[Dataset rows]
# # # # # # #

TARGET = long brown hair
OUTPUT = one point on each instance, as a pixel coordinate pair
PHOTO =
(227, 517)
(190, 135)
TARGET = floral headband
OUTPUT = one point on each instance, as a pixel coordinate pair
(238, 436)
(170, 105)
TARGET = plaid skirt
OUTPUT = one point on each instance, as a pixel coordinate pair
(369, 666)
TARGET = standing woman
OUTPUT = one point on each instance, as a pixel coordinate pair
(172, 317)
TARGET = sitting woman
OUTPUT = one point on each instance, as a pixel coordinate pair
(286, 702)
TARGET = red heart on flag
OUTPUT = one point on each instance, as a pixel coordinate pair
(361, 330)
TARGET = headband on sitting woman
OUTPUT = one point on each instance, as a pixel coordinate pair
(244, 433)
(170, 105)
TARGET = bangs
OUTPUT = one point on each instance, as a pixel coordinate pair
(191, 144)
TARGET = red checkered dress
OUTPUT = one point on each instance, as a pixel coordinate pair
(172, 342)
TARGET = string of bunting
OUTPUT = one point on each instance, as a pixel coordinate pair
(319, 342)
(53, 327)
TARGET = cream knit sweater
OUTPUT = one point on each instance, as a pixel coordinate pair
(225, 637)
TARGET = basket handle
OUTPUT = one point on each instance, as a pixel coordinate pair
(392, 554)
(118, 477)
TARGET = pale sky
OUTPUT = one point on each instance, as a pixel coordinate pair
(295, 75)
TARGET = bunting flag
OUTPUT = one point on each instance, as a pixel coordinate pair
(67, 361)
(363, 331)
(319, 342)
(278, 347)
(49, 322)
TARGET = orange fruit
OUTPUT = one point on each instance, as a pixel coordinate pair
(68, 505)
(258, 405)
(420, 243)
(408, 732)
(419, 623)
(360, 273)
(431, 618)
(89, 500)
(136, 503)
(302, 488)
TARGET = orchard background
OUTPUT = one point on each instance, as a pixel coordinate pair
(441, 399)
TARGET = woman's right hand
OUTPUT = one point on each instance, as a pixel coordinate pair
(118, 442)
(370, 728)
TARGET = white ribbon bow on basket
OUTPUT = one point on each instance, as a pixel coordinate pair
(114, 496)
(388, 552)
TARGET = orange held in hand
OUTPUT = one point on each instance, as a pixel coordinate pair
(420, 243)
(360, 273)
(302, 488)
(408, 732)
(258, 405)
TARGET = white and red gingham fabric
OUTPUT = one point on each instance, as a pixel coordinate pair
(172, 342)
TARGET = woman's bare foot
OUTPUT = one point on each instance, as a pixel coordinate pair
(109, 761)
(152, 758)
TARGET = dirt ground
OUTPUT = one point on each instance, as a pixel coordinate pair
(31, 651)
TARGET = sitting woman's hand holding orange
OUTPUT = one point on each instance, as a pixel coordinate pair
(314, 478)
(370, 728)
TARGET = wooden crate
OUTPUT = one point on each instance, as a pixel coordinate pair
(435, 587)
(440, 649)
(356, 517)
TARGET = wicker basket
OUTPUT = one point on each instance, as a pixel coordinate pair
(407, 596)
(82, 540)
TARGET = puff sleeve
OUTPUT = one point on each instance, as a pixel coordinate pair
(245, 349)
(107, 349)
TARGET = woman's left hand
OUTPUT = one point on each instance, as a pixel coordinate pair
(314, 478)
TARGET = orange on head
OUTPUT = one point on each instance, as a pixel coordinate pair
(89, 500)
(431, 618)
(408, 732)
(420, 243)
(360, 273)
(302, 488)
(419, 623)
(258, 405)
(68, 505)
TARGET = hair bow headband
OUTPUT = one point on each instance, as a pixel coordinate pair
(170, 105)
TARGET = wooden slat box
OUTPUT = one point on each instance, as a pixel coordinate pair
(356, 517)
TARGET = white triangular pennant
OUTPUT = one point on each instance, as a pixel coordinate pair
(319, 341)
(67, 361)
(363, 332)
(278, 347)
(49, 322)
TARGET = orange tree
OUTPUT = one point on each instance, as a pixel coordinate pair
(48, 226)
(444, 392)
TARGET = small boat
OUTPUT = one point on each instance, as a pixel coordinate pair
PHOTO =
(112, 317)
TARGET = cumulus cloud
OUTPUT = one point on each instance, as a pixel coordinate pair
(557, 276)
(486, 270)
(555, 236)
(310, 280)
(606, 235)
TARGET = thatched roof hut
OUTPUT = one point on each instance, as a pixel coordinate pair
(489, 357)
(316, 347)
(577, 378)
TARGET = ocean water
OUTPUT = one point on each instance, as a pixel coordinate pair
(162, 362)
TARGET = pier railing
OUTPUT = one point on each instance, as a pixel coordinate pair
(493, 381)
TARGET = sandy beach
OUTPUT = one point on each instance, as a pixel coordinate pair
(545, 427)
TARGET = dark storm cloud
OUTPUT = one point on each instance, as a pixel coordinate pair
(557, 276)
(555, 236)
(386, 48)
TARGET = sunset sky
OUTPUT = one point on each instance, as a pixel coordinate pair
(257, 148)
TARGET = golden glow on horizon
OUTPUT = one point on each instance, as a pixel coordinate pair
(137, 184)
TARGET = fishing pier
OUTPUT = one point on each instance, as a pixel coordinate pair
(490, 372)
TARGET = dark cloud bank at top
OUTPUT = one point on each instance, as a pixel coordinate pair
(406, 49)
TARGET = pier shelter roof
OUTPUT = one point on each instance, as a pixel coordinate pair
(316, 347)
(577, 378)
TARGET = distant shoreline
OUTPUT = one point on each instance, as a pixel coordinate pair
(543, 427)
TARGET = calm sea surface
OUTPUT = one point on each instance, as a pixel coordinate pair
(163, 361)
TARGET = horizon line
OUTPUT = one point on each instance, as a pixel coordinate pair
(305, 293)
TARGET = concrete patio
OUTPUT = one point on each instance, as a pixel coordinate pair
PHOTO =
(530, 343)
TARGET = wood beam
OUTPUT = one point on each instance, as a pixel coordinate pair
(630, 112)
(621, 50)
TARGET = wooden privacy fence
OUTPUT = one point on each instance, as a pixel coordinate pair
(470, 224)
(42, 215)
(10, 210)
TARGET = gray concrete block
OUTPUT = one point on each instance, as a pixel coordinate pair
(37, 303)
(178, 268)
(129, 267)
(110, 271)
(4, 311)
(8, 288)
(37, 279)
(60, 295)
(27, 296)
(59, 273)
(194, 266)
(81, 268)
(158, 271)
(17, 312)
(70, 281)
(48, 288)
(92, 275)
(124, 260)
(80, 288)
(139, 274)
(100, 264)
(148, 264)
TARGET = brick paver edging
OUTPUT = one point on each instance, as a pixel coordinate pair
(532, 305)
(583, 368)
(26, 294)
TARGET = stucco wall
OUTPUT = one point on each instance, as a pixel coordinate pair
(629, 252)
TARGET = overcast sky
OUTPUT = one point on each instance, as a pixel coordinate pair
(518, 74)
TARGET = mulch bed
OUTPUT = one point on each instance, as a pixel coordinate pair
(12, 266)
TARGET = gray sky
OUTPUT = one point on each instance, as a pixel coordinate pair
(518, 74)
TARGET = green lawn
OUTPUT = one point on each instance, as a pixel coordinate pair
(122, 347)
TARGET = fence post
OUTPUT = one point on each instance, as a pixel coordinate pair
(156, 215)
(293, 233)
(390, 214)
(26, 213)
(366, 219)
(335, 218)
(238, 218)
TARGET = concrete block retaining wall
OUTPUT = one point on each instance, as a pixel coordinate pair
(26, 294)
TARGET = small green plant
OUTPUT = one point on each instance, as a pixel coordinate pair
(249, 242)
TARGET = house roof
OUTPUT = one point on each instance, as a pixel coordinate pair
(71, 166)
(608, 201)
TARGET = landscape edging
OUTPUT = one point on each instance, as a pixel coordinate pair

# # # # # # #

Written exercise: Change "pixel coordinate pair" to "pixel position" everywhere it occurs in the records above, and write the records out again with nothing else altered.

Answer for the task:
TARGET = long brown hair
OUTPUT = one point on each instance, as a pixel position
PHOTO =
(227, 517)
(190, 135)
TARGET = floral headband
OUTPUT = one point on each instance, as a pixel position
(238, 436)
(170, 105)
TARGET = plaid skirt
OUTPUT = one point on each instance, as a pixel position
(369, 666)
TARGET = standing woman
OUTPUT = one point on each instance, as a pixel position
(172, 317)
TARGET = sitting woman
OUTPUT = one point on each instance, as a pixel position
(286, 702)
TARGET = red heart on flag
OUTPUT = one point on each instance, as a pixel position
(361, 330)
TARGET = headband on sitting woman
OUTPUT = one point on each instance, as a pixel position
(244, 433)
(170, 105)
TARGET = bangs
OUTPUT = one point on each instance, as a pixel position
(191, 144)
TARGET = red checkered dress
OUTPUT = one point on each instance, as a pixel position
(172, 342)
TARGET = string of bunting
OUTPUT = one point on each instance, as a pixel position
(319, 342)
(53, 327)
TARGET = cream knit sweater
OUTPUT = one point on each instance, as a pixel position
(225, 637)
TARGET = basket handle
OUTPUT = one point on each instance, as a pixel position
(392, 554)
(118, 477)
TARGET = pale sky
OUTPUT = one point on each instance, as a pixel position
(295, 75)
TARGET = bunting flag
OUTPUT = one point on each instance, as a pixel position
(67, 361)
(363, 331)
(319, 342)
(278, 347)
(49, 322)
TARGET = orange fruit
OUTPUT = one point on each instance, as a pixel position
(68, 505)
(258, 405)
(420, 243)
(408, 732)
(419, 623)
(360, 273)
(431, 618)
(89, 500)
(136, 503)
(302, 488)
TARGET = orchard background
OUTPUT = one point on each instance, as a pixel position
(441, 399)
TARGET = woman's right hand
OUTPUT = one point on each instance, as a pixel position
(118, 442)
(370, 728)
TARGET = white ribbon bow on basket
OUTPUT = one point on each instance, as a pixel position
(114, 496)
(388, 552)
TARGET = orange held in hand
OUTPUT = one point on each instance, as a pixel position
(420, 243)
(360, 273)
(302, 488)
(408, 732)
(258, 405)
TARGET = white and red gingham fabric
OUTPUT = one point on each instance, as a pixel position
(172, 342)
TARGET = woman's bare foot
OUTPUT = one point on each instance, as a pixel position
(109, 761)
(152, 758)
TARGET = dirt ground
OUTPUT = one point on each instance, as a pixel position
(31, 651)
TARGET = sitting woman's hand holding orange
OUTPUT = one point on each instance, as a pixel position
(314, 478)
(370, 728)
TARGET = wooden crate
OUTPUT = one point on each instance, as a pixel position
(435, 587)
(440, 649)
(356, 517)
TARGET = wicker basket
OUTPUT = one point on each instance, as a pixel position
(407, 596)
(82, 540)
TARGET = puff sleeve
OUTPUT = one point on each instance, as a pixel position
(245, 349)
(107, 349)
TARGET = woman's left hand
OUTPUT = one point on each instance, as a pixel position
(314, 478)
TARGET = orange on head
OUTPUT = one point on each instance, as a pixel position
(89, 500)
(431, 618)
(408, 732)
(420, 243)
(360, 273)
(302, 488)
(419, 623)
(258, 405)
(68, 505)
TARGET = hair bow headband
OUTPUT = one point on each instance, as a pixel position
(170, 105)
TARGET = wooden slat box
OUTPUT = one point on each instance, as a pixel position
(356, 517)
TARGET = white triangular pennant
OUTPUT = one point on each instance, as a pixel position
(319, 341)
(67, 361)
(363, 332)
(278, 347)
(49, 322)
TARGET = orange tree
OUTPUT = one point on each instance, as a pixel position
(48, 226)
(444, 392)
TARGET = small boat
OUTPUT = one point on each instance, as a pixel position
PHOTO =
(112, 317)
TARGET = cumulus cloud
OUTPUT = one point on each instance, as a pixel position
(557, 276)
(486, 270)
(555, 236)
(310, 280)
(606, 235)
TARGET = thatched roof hut
OUTPUT = one point on each instance, as a pixel position
(489, 357)
(316, 347)
(577, 378)
TARGET = ocean water
OUTPUT = one point on each instance, as a pixel position
(162, 362)
TARGET = pier railing
OUTPUT = one point on each instance, as a pixel position
(493, 381)
TARGET = sandy beach
OUTPUT = one point on each instance, as a pixel position
(545, 427)
TARGET = dark storm cloud
OUTPUT = one point on each instance, as a pixel position
(557, 276)
(555, 236)
(386, 48)
TARGET = sunset sky
OUTPUT = one point on each instance, as a pixel position
(257, 148)
TARGET = golden glow on horizon
OUTPUT = one point on each instance, as a pixel position
(137, 184)
TARGET = fishing pier
OUTPUT = one point on each instance, as a pixel position
(490, 372)
TARGET = dark cloud bank at top
OUTPUT = one point on each instance, as a pixel position
(406, 49)
TARGET = pier shelter roof
OUTPUT = one point on each instance, as a pixel position
(316, 347)
(577, 378)
TARGET = distant shoreline
OUTPUT = one point on each instance, as a pixel position
(543, 427)
TARGET = calm sea surface
OUTPUT = one point on each instance, as a pixel position
(163, 361)
TARGET = horizon line
OUTPUT = one point on each instance, as a pixel position
(305, 293)
TARGET = concrete patio
OUTPUT = one point on each instance, as a pixel position
PHOTO =
(530, 343)
TARGET = wood beam
OUTPUT = one point on each instance, as a pixel position
(630, 112)
(621, 50)
TARGET = wooden privacy fence
OUTPUT = one point on each instance, as a pixel position
(470, 224)
(42, 215)
(10, 210)
TARGET = gray concrete block
OUTPUT = one point on each instance, as a pixel position
(37, 303)
(178, 268)
(129, 267)
(110, 271)
(4, 311)
(8, 288)
(37, 279)
(60, 295)
(27, 296)
(59, 273)
(194, 266)
(81, 268)
(158, 271)
(17, 312)
(70, 281)
(48, 288)
(92, 275)
(124, 260)
(80, 288)
(139, 274)
(100, 264)
(148, 264)
TARGET = brick paver edging
OUTPUT = one point on each instance, as a pixel position
(532, 305)
(583, 368)
(26, 294)
TARGET = stucco wall
OUTPUT = one point on each instance, as a pixel position
(629, 252)
TARGET = overcast sky
OUTPUT = one point on each instance, as a pixel position
(518, 74)
TARGET = mulch bed
OUTPUT = one point on each instance, as a pixel position
(12, 266)
TARGET = gray sky
OUTPUT = one point on each instance, as a pixel position
(518, 74)
TARGET = green lawn
OUTPUT = one point on each instance, as a pixel position
(122, 347)
TARGET = fence post
OUTPUT = one point on each instance, as a pixel position
(156, 215)
(293, 233)
(390, 214)
(26, 213)
(366, 219)
(335, 218)
(238, 218)
TARGET = concrete block retaining wall
OUTPUT = one point on each instance, as a pixel position
(26, 294)
TARGET = small green plant
OUTPUT = one point on each instance, as a pixel position
(249, 242)
TARGET = house roof
OUTPUT = one point on each instance, as a pixel position
(71, 166)
(608, 201)
TARGET = landscape edging
OUTPUT = one point on each instance, as a pixel position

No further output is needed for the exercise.